== What you should do ==
Extract each line of the listing below that contains the word "reflection", matching case exactly.

== Recorded information ==
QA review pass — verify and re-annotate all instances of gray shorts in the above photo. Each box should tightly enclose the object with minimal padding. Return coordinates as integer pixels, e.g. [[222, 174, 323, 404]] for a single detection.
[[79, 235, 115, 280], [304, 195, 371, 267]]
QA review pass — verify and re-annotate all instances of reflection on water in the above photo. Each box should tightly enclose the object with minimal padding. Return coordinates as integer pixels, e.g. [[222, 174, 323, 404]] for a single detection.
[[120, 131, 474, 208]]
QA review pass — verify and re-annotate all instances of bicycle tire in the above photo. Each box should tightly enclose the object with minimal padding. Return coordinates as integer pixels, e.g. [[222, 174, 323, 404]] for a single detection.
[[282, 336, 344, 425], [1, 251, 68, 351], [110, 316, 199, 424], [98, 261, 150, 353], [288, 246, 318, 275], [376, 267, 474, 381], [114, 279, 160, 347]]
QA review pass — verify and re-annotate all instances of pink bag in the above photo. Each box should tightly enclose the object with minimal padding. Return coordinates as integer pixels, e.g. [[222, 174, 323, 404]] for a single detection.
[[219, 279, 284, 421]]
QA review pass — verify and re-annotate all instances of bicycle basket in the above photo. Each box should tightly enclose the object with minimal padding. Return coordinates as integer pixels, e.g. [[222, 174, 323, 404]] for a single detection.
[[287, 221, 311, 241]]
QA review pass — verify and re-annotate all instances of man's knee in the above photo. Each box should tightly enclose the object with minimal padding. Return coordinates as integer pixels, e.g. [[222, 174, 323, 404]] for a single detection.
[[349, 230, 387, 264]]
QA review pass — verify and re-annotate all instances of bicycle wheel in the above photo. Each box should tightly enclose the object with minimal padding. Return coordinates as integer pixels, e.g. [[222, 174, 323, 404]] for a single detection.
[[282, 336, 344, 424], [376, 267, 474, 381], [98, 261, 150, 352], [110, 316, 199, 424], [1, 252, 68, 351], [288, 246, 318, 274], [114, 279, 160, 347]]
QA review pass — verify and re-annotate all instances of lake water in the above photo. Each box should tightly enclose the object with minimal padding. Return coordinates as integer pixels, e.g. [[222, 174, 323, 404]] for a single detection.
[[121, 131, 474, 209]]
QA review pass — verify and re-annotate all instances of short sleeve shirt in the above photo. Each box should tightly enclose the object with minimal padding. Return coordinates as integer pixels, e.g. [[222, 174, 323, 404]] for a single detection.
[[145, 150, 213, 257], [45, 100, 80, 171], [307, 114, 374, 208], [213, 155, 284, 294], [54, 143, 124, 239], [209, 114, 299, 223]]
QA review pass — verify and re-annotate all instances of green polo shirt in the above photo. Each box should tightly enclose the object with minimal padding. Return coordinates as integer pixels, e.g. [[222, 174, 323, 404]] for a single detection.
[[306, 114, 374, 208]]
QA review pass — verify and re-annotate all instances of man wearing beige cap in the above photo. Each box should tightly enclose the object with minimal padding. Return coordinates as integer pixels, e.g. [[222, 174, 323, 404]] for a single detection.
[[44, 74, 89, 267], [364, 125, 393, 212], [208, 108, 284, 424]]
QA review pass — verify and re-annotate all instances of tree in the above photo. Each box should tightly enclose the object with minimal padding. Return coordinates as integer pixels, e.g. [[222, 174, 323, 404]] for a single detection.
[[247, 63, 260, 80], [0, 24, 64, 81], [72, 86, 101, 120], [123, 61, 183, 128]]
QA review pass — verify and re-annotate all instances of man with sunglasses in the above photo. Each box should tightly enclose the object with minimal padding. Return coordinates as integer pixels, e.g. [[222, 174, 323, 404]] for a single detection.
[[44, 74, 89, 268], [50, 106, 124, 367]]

== Full output ==
QA review pass — verify and re-annotate all instances of reflection on water in the above photo. Each box should tightly enclose the object with minimal padding. Return coordinates as integer pixels, e.g. [[222, 174, 323, 404]] for a single detection.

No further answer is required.